§ **What you have to do**: Copy every line of the items below verbatim, with no changes.
═══ Source data
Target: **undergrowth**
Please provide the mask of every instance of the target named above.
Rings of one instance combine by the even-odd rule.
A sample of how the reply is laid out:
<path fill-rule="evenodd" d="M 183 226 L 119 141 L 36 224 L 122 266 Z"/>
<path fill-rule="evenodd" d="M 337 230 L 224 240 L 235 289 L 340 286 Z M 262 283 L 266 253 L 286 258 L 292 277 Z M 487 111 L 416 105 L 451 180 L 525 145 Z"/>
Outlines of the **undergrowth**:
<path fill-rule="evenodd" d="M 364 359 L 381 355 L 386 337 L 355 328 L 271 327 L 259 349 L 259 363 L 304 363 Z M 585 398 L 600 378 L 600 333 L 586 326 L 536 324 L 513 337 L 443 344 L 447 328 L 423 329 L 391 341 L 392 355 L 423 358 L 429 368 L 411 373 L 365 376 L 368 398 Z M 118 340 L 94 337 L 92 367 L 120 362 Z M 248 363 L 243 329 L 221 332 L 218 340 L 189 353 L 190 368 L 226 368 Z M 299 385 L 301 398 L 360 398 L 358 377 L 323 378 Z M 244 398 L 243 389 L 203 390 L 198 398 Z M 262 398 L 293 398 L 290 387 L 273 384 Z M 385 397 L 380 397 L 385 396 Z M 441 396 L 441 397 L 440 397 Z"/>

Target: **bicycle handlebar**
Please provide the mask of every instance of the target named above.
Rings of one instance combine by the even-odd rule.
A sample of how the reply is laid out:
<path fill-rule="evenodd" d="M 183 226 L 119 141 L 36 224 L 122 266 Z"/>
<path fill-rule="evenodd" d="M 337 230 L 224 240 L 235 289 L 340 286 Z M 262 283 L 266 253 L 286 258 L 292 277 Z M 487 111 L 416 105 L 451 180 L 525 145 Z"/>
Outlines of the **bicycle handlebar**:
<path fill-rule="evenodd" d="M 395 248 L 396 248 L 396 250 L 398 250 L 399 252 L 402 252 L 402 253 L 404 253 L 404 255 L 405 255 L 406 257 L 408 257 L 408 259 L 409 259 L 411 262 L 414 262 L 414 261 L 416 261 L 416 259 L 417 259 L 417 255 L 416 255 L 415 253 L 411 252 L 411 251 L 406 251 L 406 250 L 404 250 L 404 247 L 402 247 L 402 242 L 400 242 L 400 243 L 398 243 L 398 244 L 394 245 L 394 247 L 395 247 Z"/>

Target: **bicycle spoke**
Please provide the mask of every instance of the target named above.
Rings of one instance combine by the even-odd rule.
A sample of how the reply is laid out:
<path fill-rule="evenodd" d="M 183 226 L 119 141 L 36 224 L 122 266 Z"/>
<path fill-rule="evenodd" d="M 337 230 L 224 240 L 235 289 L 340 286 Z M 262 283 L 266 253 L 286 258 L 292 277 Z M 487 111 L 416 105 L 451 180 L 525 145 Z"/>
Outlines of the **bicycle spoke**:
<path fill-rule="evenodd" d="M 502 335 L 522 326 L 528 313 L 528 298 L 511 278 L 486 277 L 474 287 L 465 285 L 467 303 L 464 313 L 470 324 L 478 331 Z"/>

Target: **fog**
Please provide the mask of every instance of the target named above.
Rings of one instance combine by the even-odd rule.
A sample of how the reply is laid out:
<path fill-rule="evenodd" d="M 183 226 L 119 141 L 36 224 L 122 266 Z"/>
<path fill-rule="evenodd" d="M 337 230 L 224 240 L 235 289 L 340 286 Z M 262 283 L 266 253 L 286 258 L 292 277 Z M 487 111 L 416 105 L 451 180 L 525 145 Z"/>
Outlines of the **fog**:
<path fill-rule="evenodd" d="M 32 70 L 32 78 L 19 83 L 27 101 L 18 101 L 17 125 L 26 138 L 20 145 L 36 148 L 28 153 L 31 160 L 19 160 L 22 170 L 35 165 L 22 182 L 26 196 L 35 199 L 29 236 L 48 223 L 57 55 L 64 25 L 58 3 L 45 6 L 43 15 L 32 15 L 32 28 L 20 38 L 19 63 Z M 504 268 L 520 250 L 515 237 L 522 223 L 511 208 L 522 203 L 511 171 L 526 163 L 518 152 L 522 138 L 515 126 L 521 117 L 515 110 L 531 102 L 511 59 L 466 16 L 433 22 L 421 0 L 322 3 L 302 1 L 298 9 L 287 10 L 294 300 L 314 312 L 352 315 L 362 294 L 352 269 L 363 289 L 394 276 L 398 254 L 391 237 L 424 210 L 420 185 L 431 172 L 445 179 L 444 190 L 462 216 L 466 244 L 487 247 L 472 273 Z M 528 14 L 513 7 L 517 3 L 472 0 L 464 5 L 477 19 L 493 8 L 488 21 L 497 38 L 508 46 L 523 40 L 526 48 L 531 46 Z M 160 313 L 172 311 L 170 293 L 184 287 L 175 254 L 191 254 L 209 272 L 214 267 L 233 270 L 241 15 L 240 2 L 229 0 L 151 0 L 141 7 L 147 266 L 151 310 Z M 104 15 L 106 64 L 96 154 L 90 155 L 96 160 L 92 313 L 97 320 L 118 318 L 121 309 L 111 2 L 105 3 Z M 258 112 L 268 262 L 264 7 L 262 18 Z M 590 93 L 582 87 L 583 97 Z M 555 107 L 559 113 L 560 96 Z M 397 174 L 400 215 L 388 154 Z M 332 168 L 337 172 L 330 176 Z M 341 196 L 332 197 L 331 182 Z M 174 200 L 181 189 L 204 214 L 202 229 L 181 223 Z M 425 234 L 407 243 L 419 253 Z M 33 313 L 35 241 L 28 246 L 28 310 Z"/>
══════
§ **Solution to the exercise**:
Target: **undergrowth**
Please provide the mask of every instance of the target named above.
Rings of one instance combine by the even-odd rule.
A sample of how the reply is laid out:
<path fill-rule="evenodd" d="M 183 226 L 119 141 L 36 224 L 122 266 Z"/>
<path fill-rule="evenodd" d="M 337 230 L 224 240 L 235 289 L 340 286 Z M 262 283 L 266 253 L 286 258 L 292 277 Z M 487 111 L 416 105 L 451 180 L 525 145 Z"/>
Outlines of the **undergrowth**:
<path fill-rule="evenodd" d="M 364 359 L 381 355 L 386 337 L 355 328 L 271 327 L 259 349 L 259 363 L 304 363 Z M 585 398 L 600 378 L 600 333 L 586 326 L 536 324 L 513 337 L 443 344 L 447 328 L 423 329 L 391 341 L 392 355 L 423 358 L 429 368 L 411 373 L 365 376 L 368 398 Z M 118 340 L 94 337 L 92 367 L 120 362 Z M 248 363 L 243 329 L 221 332 L 218 340 L 189 353 L 190 368 L 226 368 Z M 299 385 L 301 398 L 360 398 L 358 377 L 323 378 Z M 244 398 L 243 389 L 203 390 L 198 398 Z M 262 398 L 293 398 L 290 387 L 273 384 Z M 385 397 L 380 397 L 385 396 Z M 441 396 L 441 397 L 440 397 Z"/>

Target: **bicycle handlebar**
Please provide the mask of every instance of the target named above.
Rings of one instance combine by the even-odd rule.
A sample of how the reply is laid out:
<path fill-rule="evenodd" d="M 183 226 L 119 141 L 36 224 L 122 266 Z"/>
<path fill-rule="evenodd" d="M 337 230 L 224 240 L 235 289 L 340 286 Z M 262 283 L 266 253 L 286 258 L 292 277 Z M 487 111 L 416 105 L 451 180 L 525 145 Z"/>
Outlines of the **bicycle handlebar**:
<path fill-rule="evenodd" d="M 395 248 L 396 248 L 396 250 L 398 250 L 399 252 L 402 252 L 402 253 L 404 253 L 404 255 L 405 255 L 406 257 L 408 257 L 408 259 L 409 259 L 411 262 L 414 262 L 414 261 L 416 261 L 416 259 L 417 259 L 417 255 L 416 255 L 415 253 L 411 252 L 411 251 L 406 251 L 406 250 L 404 250 L 404 247 L 402 247 L 402 242 L 400 242 L 400 243 L 398 243 L 398 244 L 394 245 L 394 247 L 395 247 Z"/>

Target: **bicycle spoke**
Please provide the mask of every instance of the target named above.
Rings of one instance combine by the even-odd rule.
A sample of how the reply is laid out:
<path fill-rule="evenodd" d="M 183 226 L 119 141 L 36 224 L 122 266 Z"/>
<path fill-rule="evenodd" d="M 337 230 L 224 240 L 235 289 L 340 286 Z M 262 283 L 266 253 L 286 258 L 292 277 Z M 487 111 L 416 105 L 451 180 L 525 145 Z"/>
Outlines of the **bicycle spoke**:
<path fill-rule="evenodd" d="M 502 335 L 522 326 L 528 313 L 528 298 L 511 278 L 486 277 L 474 287 L 465 285 L 467 303 L 464 313 L 470 324 L 478 331 Z"/>

Target: **fog**
Please provide the mask of every instance of the target named above.
Rings of one instance combine by the even-odd rule.
A sample of how the reply is laid out:
<path fill-rule="evenodd" d="M 183 226 L 119 141 L 36 224 L 122 266 Z"/>
<path fill-rule="evenodd" d="M 337 230 L 224 240 L 235 289 L 340 286 Z M 262 283 L 266 253 L 286 258 L 292 277 Z M 487 111 L 416 105 L 451 180 L 525 145 Z"/>
Outlines of the **fog**:
<path fill-rule="evenodd" d="M 32 70 L 32 78 L 19 83 L 27 101 L 18 101 L 17 125 L 26 138 L 20 145 L 36 148 L 28 153 L 31 160 L 19 160 L 22 170 L 35 165 L 22 182 L 26 196 L 35 199 L 29 236 L 48 223 L 57 55 L 64 25 L 58 3 L 45 6 L 43 15 L 32 15 L 32 28 L 20 38 L 19 63 Z M 504 268 L 520 250 L 515 237 L 522 223 L 511 208 L 522 203 L 511 171 L 526 163 L 518 152 L 522 138 L 515 126 L 521 117 L 515 110 L 531 102 L 511 59 L 466 16 L 433 22 L 421 0 L 322 3 L 302 1 L 298 9 L 287 10 L 294 300 L 314 312 L 352 315 L 362 294 L 352 269 L 363 289 L 394 276 L 398 254 L 391 237 L 424 210 L 420 185 L 431 172 L 445 179 L 444 190 L 462 216 L 466 244 L 487 247 L 472 273 Z M 528 14 L 513 7 L 517 3 L 472 0 L 464 5 L 477 19 L 493 8 L 488 21 L 497 38 L 508 46 L 523 40 L 526 48 L 531 46 Z M 160 313 L 172 311 L 170 293 L 184 287 L 175 254 L 191 254 L 209 272 L 214 267 L 233 270 L 241 15 L 240 2 L 229 0 L 151 0 L 141 7 L 147 266 L 151 310 Z M 104 15 L 106 64 L 96 154 L 90 155 L 96 160 L 92 313 L 97 320 L 118 318 L 121 309 L 111 2 L 105 3 Z M 258 112 L 268 262 L 264 7 L 262 18 Z M 590 93 L 582 87 L 583 97 Z M 555 107 L 559 113 L 560 96 Z M 397 174 L 400 215 L 388 154 Z M 332 168 L 337 172 L 330 176 Z M 341 196 L 332 197 L 331 182 Z M 174 200 L 181 189 L 204 214 L 202 229 L 181 223 Z M 425 234 L 407 243 L 419 253 Z M 33 313 L 35 241 L 28 246 L 28 310 Z"/>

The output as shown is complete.